Task prompt.
Continue the forum comment on California's tuition hike from the point where it stops.

Source document.
Freakonomics: Why California’s Tuition Hike Might Be a Good Thing - cwan
http://freakonomics.blogs.nytimes.com/2009/11/23/why-californias-tuition-hike-might-be-a-good-thing/

======
jadence
I read this article w/ very mixed reactions.

Part of me was all for the price discrimination to help "level the playing
field."

Another part of me just cringed. By making price discrimination like this the
norm, the incentive to work hard for your children is greatly diminished. I
know my grandparents scratched and clawed their way for every penny they could
earn/save to pay for my parent's/aunt's/uncle's educations. They in term did
the same for myself, my siblings, and my cousins. I am doing the same for my
future children (My friends often tell me to live a little and comment about
my dumpy apartment, my used furniture, etc while my savings and investments
grow. No, I never skip out on the bill, not chip in for drinks, group gifts,
etc)

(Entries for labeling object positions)

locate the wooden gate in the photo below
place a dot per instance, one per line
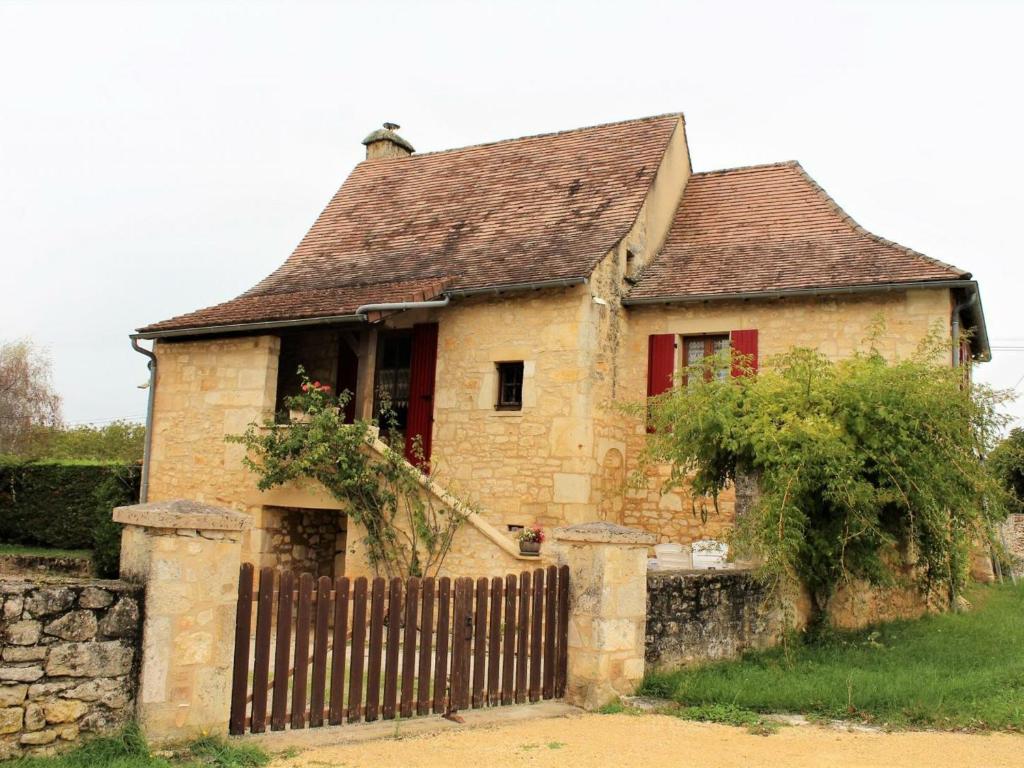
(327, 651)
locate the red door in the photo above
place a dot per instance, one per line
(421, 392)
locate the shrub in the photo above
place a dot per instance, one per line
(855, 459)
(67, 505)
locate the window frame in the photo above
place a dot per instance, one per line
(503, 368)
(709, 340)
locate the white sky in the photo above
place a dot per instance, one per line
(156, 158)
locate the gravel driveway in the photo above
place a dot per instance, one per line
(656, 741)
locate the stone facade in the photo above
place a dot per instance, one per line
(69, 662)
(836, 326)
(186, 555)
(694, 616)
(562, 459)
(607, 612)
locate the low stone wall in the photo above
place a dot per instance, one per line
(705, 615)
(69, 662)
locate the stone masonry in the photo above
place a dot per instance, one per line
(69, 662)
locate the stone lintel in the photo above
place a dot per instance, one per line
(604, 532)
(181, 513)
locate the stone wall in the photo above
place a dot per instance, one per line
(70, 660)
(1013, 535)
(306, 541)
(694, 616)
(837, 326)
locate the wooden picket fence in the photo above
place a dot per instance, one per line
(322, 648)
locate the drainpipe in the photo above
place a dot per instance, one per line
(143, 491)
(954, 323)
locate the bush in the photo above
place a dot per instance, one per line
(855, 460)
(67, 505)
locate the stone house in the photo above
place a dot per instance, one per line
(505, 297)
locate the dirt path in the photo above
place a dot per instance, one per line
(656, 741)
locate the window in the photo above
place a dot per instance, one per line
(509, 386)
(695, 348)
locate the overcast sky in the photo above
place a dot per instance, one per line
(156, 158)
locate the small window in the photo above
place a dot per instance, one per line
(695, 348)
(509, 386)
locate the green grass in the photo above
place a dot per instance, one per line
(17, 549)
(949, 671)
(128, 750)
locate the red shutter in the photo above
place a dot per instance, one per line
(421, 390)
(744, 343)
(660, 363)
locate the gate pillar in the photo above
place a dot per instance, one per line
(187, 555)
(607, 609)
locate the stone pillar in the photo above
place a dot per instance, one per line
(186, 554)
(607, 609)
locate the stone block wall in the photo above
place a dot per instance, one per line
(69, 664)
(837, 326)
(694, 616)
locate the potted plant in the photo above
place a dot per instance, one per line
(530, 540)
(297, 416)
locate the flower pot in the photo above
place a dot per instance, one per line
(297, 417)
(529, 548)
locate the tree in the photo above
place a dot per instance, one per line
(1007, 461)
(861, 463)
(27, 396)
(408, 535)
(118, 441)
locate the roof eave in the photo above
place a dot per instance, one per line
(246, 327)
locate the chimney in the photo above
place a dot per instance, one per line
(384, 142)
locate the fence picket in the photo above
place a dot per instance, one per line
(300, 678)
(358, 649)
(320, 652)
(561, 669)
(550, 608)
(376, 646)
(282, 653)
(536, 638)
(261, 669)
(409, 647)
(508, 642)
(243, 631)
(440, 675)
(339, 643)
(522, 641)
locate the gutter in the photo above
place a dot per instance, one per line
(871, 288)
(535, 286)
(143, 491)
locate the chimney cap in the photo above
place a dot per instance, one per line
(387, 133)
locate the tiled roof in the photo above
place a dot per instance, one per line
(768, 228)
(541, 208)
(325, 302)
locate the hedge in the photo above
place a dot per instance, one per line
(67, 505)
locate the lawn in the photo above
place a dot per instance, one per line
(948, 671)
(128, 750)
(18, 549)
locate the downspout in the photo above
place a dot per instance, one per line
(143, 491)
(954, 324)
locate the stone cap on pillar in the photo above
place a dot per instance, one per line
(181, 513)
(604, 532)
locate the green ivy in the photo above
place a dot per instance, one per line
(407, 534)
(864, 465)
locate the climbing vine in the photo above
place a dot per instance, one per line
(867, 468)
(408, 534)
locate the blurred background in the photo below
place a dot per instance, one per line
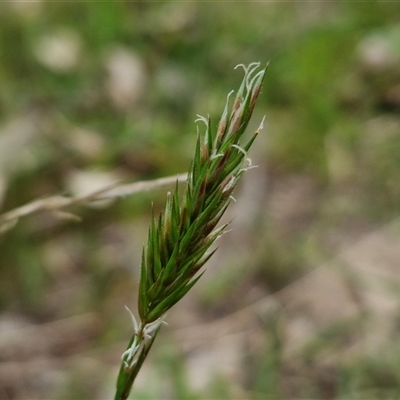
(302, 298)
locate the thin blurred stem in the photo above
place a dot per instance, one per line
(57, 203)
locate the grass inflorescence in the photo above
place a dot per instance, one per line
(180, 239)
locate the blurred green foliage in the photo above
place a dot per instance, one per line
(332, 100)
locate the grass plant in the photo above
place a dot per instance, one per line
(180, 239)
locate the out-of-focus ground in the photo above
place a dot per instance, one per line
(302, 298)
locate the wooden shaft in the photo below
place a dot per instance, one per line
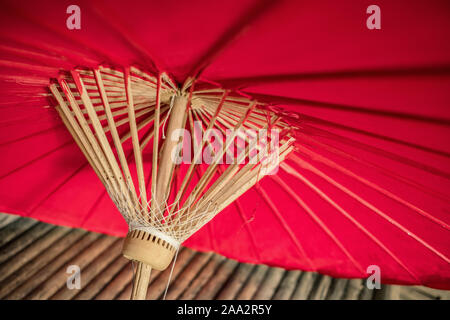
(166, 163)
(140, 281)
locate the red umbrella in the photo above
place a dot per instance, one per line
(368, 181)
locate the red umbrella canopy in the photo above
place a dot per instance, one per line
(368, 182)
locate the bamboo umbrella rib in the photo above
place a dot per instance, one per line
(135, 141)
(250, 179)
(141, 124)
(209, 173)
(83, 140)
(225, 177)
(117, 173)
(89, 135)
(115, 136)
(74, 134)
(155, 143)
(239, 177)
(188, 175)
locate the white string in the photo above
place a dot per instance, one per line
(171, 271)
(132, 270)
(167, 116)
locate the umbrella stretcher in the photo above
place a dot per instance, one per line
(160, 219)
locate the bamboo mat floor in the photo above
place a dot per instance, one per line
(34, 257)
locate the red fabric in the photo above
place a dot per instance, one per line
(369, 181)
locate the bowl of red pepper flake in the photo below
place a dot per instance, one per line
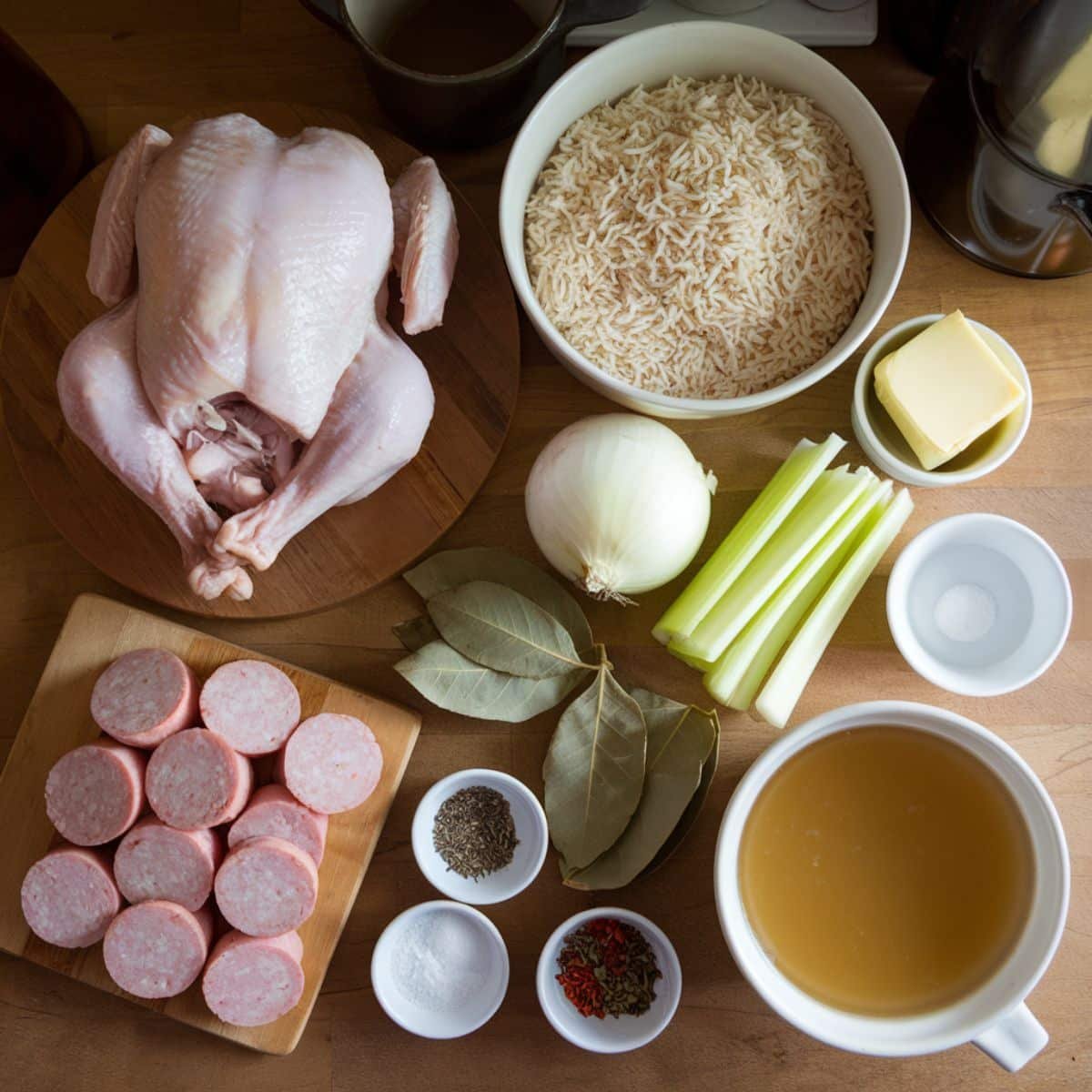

Task response.
If there is going to be price discrimination as described in the linked
article why should I live so frugally for my future childrens' education? My
future kids rich peers' parents will cover the extra expenses while I live
lavishly now! Why should I save now and be the sucker?

How can the system help those who are disadvantaged while not indirectly
encouraging people to be financially irresponsible? My gut reaction is to make
educational "cheaper" for the rich while still accessible to those who really
want it. Yes, I know this thought is antithesis to the linked article.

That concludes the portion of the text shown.